» **Quoted passage**
Income Tax Provision.  The income tax provision represents federal, foreign,
state and local income taxes. Our effective tax rate will change from period to
period based on various factors including, but not limited to, the geographic
mix of earnings, the timing and amount of foreign dividends, enacted tax
legislation, state and local taxes, tax audit findings and settlements, and the
interaction of various global tax strategies.

The income tax provision and effective tax rate for the three months ended
July 2, 2022 were $38.8 million and 23.9%, respectively, compared to $45.3
million and 21.6%, respectively, for the three months ended June 26, 2021. The
$6.5 million decrease in our income tax provision was driven by the decline in
our pretax income, partially offset by a 230 basis point increase in our
effective tax rate. The increase in our effective tax rate was primarily due to
the absence of prior year deferred tax adjustments of certain deferred tax
liabilities, partially offset by a favorable change for audit related
adjustments. See Note 9 to the accompanying consolidated financial statements.

Net Income.  Net income decreased to $123.4 million for the three months ended
July 2, 2022, from $164.7 million for the three months ended June 26, 2021. The
$41.3 million decrease in net income was primarily due to the decline in our
operating income, partially offset by the decrease in our income tax provision,
both as previously discussed. Our operating results during the three-month
periods ended July 2, 2022 and June 26, 2021 were negatively impacted by net
restructuring-related charges, and certain other charges (benefits) totaling
$14.8 million and $10.4 million, respectively, which had an after-tax effect of
reducing net income by $11.2 million and $7.7 million, respectively.

» **Information provided**

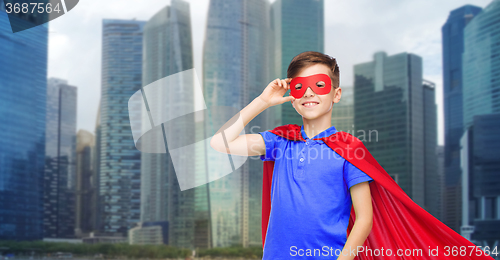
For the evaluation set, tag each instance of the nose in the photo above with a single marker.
(309, 92)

» **Problem to work on**
Continue the quarterly income discussion from where it stops.

» **Answer space**
Net Income per Diluted Share.  Net income per diluted share decreased to $1.73
for the three months ended July 2, 2022, from $2.18 for the three months ended
June 26, 2021. The $0.45 per share decrease was driven by the lower level of net
income, as previously discussed, partially offset by lower weighted-average
diluted shares outstanding during the three months ended July 2, 2022 driven by
our share repurchases during the last twelve months. Net income per diluted
share for the three-month periods ended July 2, 2022 and June 26, 2021 were also
negatively impacted by $0.15 per share and $0.11 per share, respectively,
related to net restructuring-related charges, impairment of assets, and certain
other charges (benefits), as previously discussed.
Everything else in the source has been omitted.